### AIM
Rewrite everything from the start of the material down to and including the line containing "[145, 59, 299, 135]", requests included, shifting each bounding-box coordinate in the answers up by 55. Leave the pictures out.

[Rows from a box labeling dataset]
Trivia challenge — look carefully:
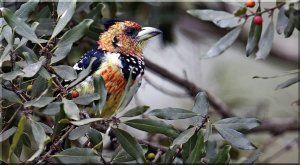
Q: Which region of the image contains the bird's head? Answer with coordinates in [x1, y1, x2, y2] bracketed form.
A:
[98, 20, 161, 56]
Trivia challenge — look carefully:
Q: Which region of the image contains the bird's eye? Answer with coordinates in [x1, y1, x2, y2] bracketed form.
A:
[125, 28, 137, 36]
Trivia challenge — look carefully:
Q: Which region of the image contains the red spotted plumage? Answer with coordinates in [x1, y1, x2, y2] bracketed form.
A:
[64, 20, 161, 118]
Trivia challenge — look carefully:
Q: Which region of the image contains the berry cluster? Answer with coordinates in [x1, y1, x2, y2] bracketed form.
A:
[245, 0, 263, 25]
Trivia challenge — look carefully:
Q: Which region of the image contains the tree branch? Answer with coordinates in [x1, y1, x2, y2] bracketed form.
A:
[247, 118, 299, 135]
[145, 59, 235, 118]
[37, 125, 75, 164]
[145, 59, 299, 135]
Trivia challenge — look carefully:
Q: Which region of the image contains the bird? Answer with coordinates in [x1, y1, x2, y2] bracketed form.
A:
[62, 19, 162, 118]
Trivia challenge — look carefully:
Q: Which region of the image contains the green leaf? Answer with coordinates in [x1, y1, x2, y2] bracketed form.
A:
[51, 0, 76, 39]
[31, 75, 48, 98]
[204, 121, 212, 142]
[27, 120, 47, 161]
[15, 22, 39, 50]
[255, 19, 274, 59]
[2, 25, 14, 46]
[43, 102, 62, 115]
[121, 105, 150, 117]
[31, 120, 47, 145]
[67, 57, 96, 88]
[186, 130, 205, 164]
[117, 70, 141, 111]
[187, 10, 245, 28]
[24, 96, 55, 108]
[8, 116, 26, 163]
[113, 128, 146, 163]
[253, 69, 300, 79]
[192, 92, 209, 124]
[73, 93, 100, 105]
[214, 117, 260, 131]
[52, 147, 101, 164]
[148, 108, 199, 120]
[214, 124, 256, 150]
[159, 145, 178, 164]
[88, 3, 104, 23]
[243, 151, 261, 164]
[111, 146, 135, 163]
[93, 76, 107, 113]
[88, 128, 102, 146]
[275, 75, 300, 90]
[0, 70, 24, 81]
[182, 133, 197, 163]
[124, 119, 178, 138]
[214, 145, 231, 164]
[50, 44, 73, 64]
[70, 118, 103, 126]
[14, 0, 39, 20]
[37, 122, 53, 134]
[69, 125, 90, 140]
[1, 8, 43, 43]
[0, 127, 17, 142]
[56, 19, 93, 47]
[22, 61, 43, 77]
[62, 98, 80, 120]
[0, 42, 13, 66]
[276, 7, 289, 34]
[171, 127, 197, 146]
[205, 139, 217, 162]
[201, 26, 242, 58]
[0, 85, 22, 103]
[283, 5, 299, 38]
[52, 65, 77, 80]
[51, 108, 67, 139]
[17, 48, 38, 64]
[246, 7, 262, 57]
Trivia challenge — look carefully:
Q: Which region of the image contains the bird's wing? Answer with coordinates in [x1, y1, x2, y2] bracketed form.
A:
[62, 47, 104, 88]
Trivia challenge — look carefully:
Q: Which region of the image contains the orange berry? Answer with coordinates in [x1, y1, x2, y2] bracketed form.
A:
[71, 90, 79, 98]
[253, 15, 263, 25]
[146, 152, 155, 160]
[26, 85, 32, 92]
[246, 0, 255, 8]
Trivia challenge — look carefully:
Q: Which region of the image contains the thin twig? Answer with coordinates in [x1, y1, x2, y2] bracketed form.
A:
[262, 137, 298, 163]
[37, 125, 75, 164]
[247, 2, 285, 18]
[0, 106, 22, 134]
[145, 59, 235, 118]
[144, 76, 189, 97]
[138, 139, 169, 152]
[151, 149, 163, 164]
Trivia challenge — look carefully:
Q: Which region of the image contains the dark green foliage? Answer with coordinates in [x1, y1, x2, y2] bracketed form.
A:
[0, 0, 264, 164]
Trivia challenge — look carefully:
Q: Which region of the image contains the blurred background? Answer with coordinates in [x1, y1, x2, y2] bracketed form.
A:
[4, 2, 299, 163]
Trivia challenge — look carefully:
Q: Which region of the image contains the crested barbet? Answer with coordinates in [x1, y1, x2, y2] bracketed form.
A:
[63, 20, 161, 118]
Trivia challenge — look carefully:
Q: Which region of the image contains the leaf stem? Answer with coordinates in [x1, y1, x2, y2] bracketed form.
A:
[0, 106, 22, 134]
[37, 125, 75, 164]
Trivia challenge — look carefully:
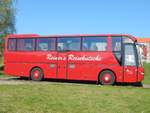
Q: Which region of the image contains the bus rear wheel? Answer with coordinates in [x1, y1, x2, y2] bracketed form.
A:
[98, 70, 115, 85]
[30, 68, 44, 81]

### THE COMPLETED TASK
Trivia challenge — look carefully:
Q: Which region of the image contains the bird's head? Answer with coordinates in [x1, y1, x2, y2] bracketed form.
A:
[153, 75, 216, 111]
Trivia challenge — look carefully:
Q: Which region of the image contains the bird's eye? Answer with coordinates in [x1, y1, x2, y2] bracketed form.
A:
[180, 83, 192, 91]
Trivia challenge — look carefully:
Q: Which region of the image contains the red spotted plumage? Answer with coordinates in [x1, y1, x2, y2] bracketed form.
A:
[119, 75, 216, 173]
Trivia challenge — look carefully:
Q: Which region of the image contains the berry cluster? Answer with coordinates in [x1, y1, x2, y2] bracketed form.
A:
[300, 55, 318, 80]
Trivia challenge — look carefully:
Q: Which region of the image contains the tree branch? Answer with coordinates in [x1, y1, x2, y2] bracketed form.
A:
[302, 173, 354, 190]
[200, 114, 290, 173]
[92, 180, 130, 219]
[200, 114, 354, 190]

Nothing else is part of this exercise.